-- start of INPUT MATERIAL --
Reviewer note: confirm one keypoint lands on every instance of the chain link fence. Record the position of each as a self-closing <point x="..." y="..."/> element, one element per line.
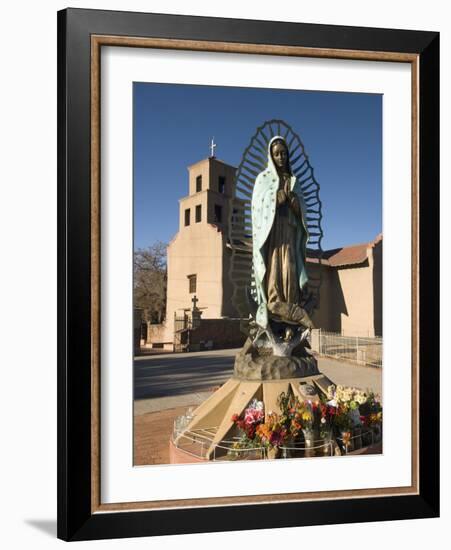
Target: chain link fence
<point x="356" y="349"/>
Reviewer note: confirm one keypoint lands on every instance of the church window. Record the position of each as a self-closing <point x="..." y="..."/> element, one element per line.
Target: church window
<point x="218" y="213"/>
<point x="192" y="282"/>
<point x="198" y="213"/>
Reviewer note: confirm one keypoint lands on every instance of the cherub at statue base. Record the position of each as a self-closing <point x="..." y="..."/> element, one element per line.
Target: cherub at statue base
<point x="253" y="366"/>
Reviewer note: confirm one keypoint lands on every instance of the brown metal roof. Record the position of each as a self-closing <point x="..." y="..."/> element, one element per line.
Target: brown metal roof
<point x="348" y="255"/>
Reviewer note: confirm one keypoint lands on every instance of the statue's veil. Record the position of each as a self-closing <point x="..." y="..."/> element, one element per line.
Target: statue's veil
<point x="254" y="161"/>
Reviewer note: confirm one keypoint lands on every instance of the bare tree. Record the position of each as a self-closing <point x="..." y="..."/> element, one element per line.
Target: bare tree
<point x="149" y="282"/>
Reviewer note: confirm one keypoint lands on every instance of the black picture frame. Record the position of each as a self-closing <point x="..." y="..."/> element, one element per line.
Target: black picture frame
<point x="76" y="518"/>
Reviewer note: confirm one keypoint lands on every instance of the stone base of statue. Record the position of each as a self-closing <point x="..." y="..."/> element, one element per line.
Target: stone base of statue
<point x="273" y="367"/>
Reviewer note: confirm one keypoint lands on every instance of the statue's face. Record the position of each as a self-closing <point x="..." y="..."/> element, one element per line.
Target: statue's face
<point x="279" y="155"/>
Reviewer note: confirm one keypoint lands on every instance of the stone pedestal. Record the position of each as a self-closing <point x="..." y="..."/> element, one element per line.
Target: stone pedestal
<point x="212" y="420"/>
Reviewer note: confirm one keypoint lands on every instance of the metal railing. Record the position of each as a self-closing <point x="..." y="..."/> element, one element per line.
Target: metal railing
<point x="356" y="349"/>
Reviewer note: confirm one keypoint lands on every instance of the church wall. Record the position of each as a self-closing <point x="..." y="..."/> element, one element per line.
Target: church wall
<point x="377" y="285"/>
<point x="199" y="169"/>
<point x="357" y="288"/>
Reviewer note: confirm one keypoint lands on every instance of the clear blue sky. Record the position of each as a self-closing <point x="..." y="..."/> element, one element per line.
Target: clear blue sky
<point x="341" y="132"/>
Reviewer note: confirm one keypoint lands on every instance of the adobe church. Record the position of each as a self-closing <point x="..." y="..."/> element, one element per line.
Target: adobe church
<point x="199" y="310"/>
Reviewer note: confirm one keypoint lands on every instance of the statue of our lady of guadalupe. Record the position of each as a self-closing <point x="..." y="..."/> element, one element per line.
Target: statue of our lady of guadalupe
<point x="280" y="238"/>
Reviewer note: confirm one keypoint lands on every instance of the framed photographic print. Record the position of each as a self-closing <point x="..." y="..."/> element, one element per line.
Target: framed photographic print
<point x="248" y="274"/>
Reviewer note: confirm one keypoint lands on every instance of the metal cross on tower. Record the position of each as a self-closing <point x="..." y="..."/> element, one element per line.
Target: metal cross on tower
<point x="212" y="147"/>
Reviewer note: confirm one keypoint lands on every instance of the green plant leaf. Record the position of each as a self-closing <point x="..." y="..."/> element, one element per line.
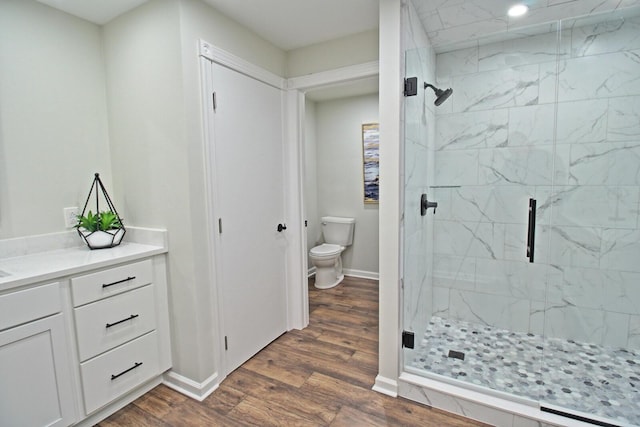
-- end of INPUT MATERIAL --
§ **JOB**
Write out every row above word for word, leaving out the pictures.

§ **WRITTEN ANSWER**
Reviewer note: confirm one keypoint lands on every instance of the chain link fence. Record the position of each as a self-closing <point x="..." y="..."/> element, one element per line.
Target: chain link fence
<point x="356" y="349"/>
Reviewer note: confirm one keypoint lands on every instance of the church window. Record the position of each as a self-closing <point x="..." y="..."/> element, one element per line.
Target: church window
<point x="218" y="213"/>
<point x="192" y="282"/>
<point x="198" y="213"/>
Reviewer note: confirm one keypoint lands on every instance of the cherub at statue base. Record the position of each as a self-closing <point x="..." y="..."/> element, one element per line.
Target: cherub at statue base
<point x="253" y="366"/>
Reviewer note: confirm one keypoint lands on every instance of the brown metal roof. Record the position of each as a self-closing <point x="..." y="..."/> element, one element per line.
Target: brown metal roof
<point x="348" y="255"/>
Reviewer note: confirm one keypoint lands on every instance of the statue's veil. Record the position of each as a self-closing <point x="..." y="..."/> element, one element per line.
Target: statue's veil
<point x="254" y="161"/>
Reviewer note: confirm one keypoint lands on every instance of the bare tree. Record the position of each as a self-closing <point x="..." y="..."/> element, one element per line.
Target: bare tree
<point x="149" y="282"/>
Reviewer note: confirm one keypoint lands on every instance of the black picture frame. Record the position of each as a self-closing <point x="..." y="..."/> element, one element per line.
Target: black picture frame
<point x="76" y="518"/>
Reviewer note: confirm one keypoint lands on every instance of the stone base of statue. Record the position of each as a self-closing <point x="..." y="..."/> element, one element per line.
Target: stone base of statue
<point x="273" y="367"/>
Reviewer note: confirm one keypoint lands on every instance of the statue's face. Record the position of each as a self-closing <point x="..." y="..."/> element, one element per line.
Target: statue's face
<point x="279" y="155"/>
Reviewer note: confirm one keypoint lands on every instance of the stone pedestal. Record the position of each as a self-closing <point x="..." y="..."/> element, one element per line.
Target: stone pedestal
<point x="212" y="420"/>
Reviewer note: confirm one keypoint lands on every instance of the metal railing. Record the position of each as a self-closing <point x="..." y="..."/> element, one element per line.
Target: metal railing
<point x="356" y="349"/>
Reviewer note: confirm one keypoint lands on every instance of the church wall. Record the position of each as a self-closing <point x="..." y="..."/> element, one element per line.
Target: church wall
<point x="377" y="285"/>
<point x="199" y="169"/>
<point x="357" y="288"/>
Reviewer note: confirm one keypoint lands on every instance of the clear blue sky. Record the position of each as a self-closing <point x="..." y="..."/> element, one element per line.
Target: clear blue sky
<point x="341" y="132"/>
Reviewer note: confirm one keypoint lands on every instance of the adobe church. Record the position of each as a self-closing <point x="..." y="..."/> element, one element per line.
Target: adobe church
<point x="199" y="310"/>
Reviewer note: confirm one keypoint lands on every instance of the statue of our lady of guadalupe. Record the position of each as a self-closing <point x="..." y="..."/> element, one element per line.
Target: statue of our lady of guadalupe
<point x="280" y="238"/>
Reviewer note: confirm one keypoint lands on every instance of the framed photographic print. Record the position of each as a self-closing <point x="..." y="..."/> element, one element per line.
Target: framed photographic print
<point x="248" y="274"/>
Reviewer note: confirm one keypoint lands on every instance of the metal cross on tower. Record the position of each as a self-closing <point x="..." y="..."/> element, one element per line.
Target: metal cross on tower
<point x="212" y="147"/>
Reviewer note: confirm one keypoint lands on every instance of the green plant leaf. Record the position of each as a self-closing <point x="..." y="..."/> element, one element per line.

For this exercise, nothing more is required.